AllocDB API
Scope
This document defines the transport-neutral API exposed by
crates/allocdb-node::api.
It is intentionally not an HTTP or RPC spec. It first fixes:
- request and response shapes
- binary wire encoding
- definite vs indefinite submission failures
- strict-read behavior for resource and reservation queries
- metrics exposure
Network transport, authentication, and multi-node routing are out of scope for this stage.
Current Rust Entry Points
The API is available through:
allocdb_node::SingleNodeEngine::handle_api_requestallocdb_node::SingleNodeEngine::handle_api_bytesallocdb_node::encode_requestallocdb_node::decode_requestallocdb_node::encode_responseallocdb_node::decode_response
The public request encoder is fallible. It returns length_too_large if a variable-length field
cannot fit in the binary wire length prefix.
handle_api_bytes is the transport-facing path:
encoded request -> decode -> engine -> encode -> encoded response
Request Types
The current request set is:
submitget_resourceget_reservationget_metricstick_expirations
Submit
submit {
request_slot : u64
payload : bytes
}
payload is the existing encoded core ClientRequest payload:
operation_id : u128
client_id : u128
command : ...
The API deliberately wraps that payload instead of redefining command encoding a second time.
Get Resource
get_resource {
required_lsn : u64 | none
resource_id : u128
}
If required_lsn is present, the node enforces the strict-read fence before serving the read.
Get Reservation
get_reservation {
required_lsn : u64 | none
current_slot : u64
reservation_id : u128
}
current_slot is required because reservation retirement is defined in logical slots.
Get Metrics
get_metrics {
current_wall_clock_slot : u64
}
The caller provides wall-clock progress so the engine can derive logical_slot_lag and
expiration_backlog deterministically.
Tick Expirations
tick_expirations {
current_wall_clock_slot : u64
}
This request drives the bounded expiration scheduler for one maintenance tick. The node inspects
due reservations, commits up to MAX_EXPIRATIONS_PER_TICK internal expire commands through the
WAL, and applies them through the normal executor path.

**Source data:**
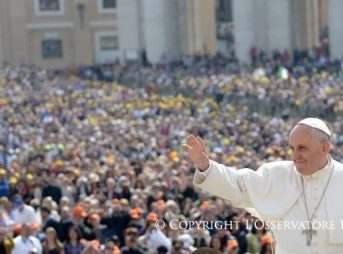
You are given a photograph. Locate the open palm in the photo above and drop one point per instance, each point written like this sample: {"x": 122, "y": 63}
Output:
{"x": 197, "y": 151}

**What you need to do:**
1. From the AllocDB API document, transcribe the passage that begins at the words "Get Reservation" and stops after the words "expiration_backlog deterministically.".
2. According to the AllocDB API document, what does the public request encoder return if a variable-length field cannot fit in the binary wire length prefix?

**Outputs for the tasks:**
1.
Get Reservation
get_reservation {
required_lsn : u64 | none
current_slot : u64
reservation_id : u128
}
current_slot is required because reservation retirement is defined in logical slots.
Get Metrics
get_metrics {
current_wall_clock_slot : u64
}
The caller provides wall-clock progress so the engine can derive logical_slot_lag and
expiration_backlog deterministically.

2. It returns length_too_large.